TRY IT => In the excerpt on nasal airway anatomy below, condense the paragraph beginning "The internal nasal valve accounts" into a short bulleted list of its main facts.

EXCERPT =>
**********

Adjustment of the size of the turbinates plays a cardinal role in the restoration of nasal function following correction of nasal deviation. The inferior turbinate occupies a large portion of the nasal airway and can account for up to two-thirds of the total airway resistance.² The turbinates are covered with an erectile mucosal tissue composed of pseudostratified ciliated columnar epithelium. The submucosa contains many seromucinous glands and vascular channels containing cavernous sinusoids. These channels are under the influence of the autonomic nervous system and thus serve as the end target for decongestant medication. The sympathetic system regulates the resistance vessels (and therefore blood flow) and the parasympathetic system regulates the capacitance vessels (and therefore blood volume) of the nasal mucosa. The submucosa also contains large numbers of mast cells, eosinophils, plasma cells, lymphocytes, and macrophages. Thus, chronic inflammation secondary to stimulation of these abundant proinflammatory cellular constituents can lead to fibrous deposition and chronic hypertrophy of the turbinate.¹ Long standing deviation of the septum, especially if it occurs at an early age, results in enlargement of the inferior and/or middle turbinate facing the concave side of the septum (Figure 17.1).

Figure 17.1 Longstanding deviation of the septum to the patient’s right has resulted in enlargement of the left turbinate.

The internal nasal valve accounts for approximately 50% of the total airway resistance and is the narrowest segment of the nasal airway.^3,⁴ It is formed by the angle between the junction of the nasal septum and the caudal margin of the upper lateral cartilage and is typically 10–15°, as mentioned in earlier chapters⁵ (see Figure 1.13 in Chapter 1).

The importance of the nasal valves in nasal airflow cannot be overstated and has been studied extensively.⁶^–⁹ The internal nasal valve is a crucial regulator of nasal airflow dynamics and should be preserved and/or reconstructed during rhinoplasty. Injury and destabilization of this complex, by either surgery or trauma, may result in collapse and subsequent nasal airway obstruction. The external nasal valve, which serves as the entrance to the nose, is formed by the caudal edge of the lateral crus of the lower lateral cartilage, the soft tissue alae, the membranous septum, and the sill of the nostril (see Figure 1.13 in Chapter 1). This is an occasional site of obstruction secondary to extrinsic factors, such as foreign bodies, or intrinsic factors, such as weak or collapsed lower lateral cartilages, a loss of vestibular skin, or cicatricial narrowing.⁵ Normal function of this valve depends on the structural integrity of the lower lateral cartilages, the perinasal musculature, and adequate soft tissue coverage. Functional compromise can occur with encroachment of the nasal spine, and especially the footplates, into the nostril opening. Architecturally weak lateral crura further compound the effects of a widened columella.¹⁰ Other causes for external valve collapse include facial nerve palsy, pinched alar deformity, and postsurgical vestibular stenosis secondary to synechiae and over-resection of the lower lateral cartilages.

**********

INFORMATION PROVIDED =>
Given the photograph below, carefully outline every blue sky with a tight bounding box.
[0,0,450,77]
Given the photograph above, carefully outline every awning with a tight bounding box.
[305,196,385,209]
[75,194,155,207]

**********

REPLY TO THE EXERCISE =>
- The internal nasal valve accounts for about 50% of total airway resistance.
- It is the narrowest segment of the nasal airway.
- It is formed by the angle between the junction of the nasal septum and the caudal margin of the upper lateral cartilage.
- This angle is typically 10–15°.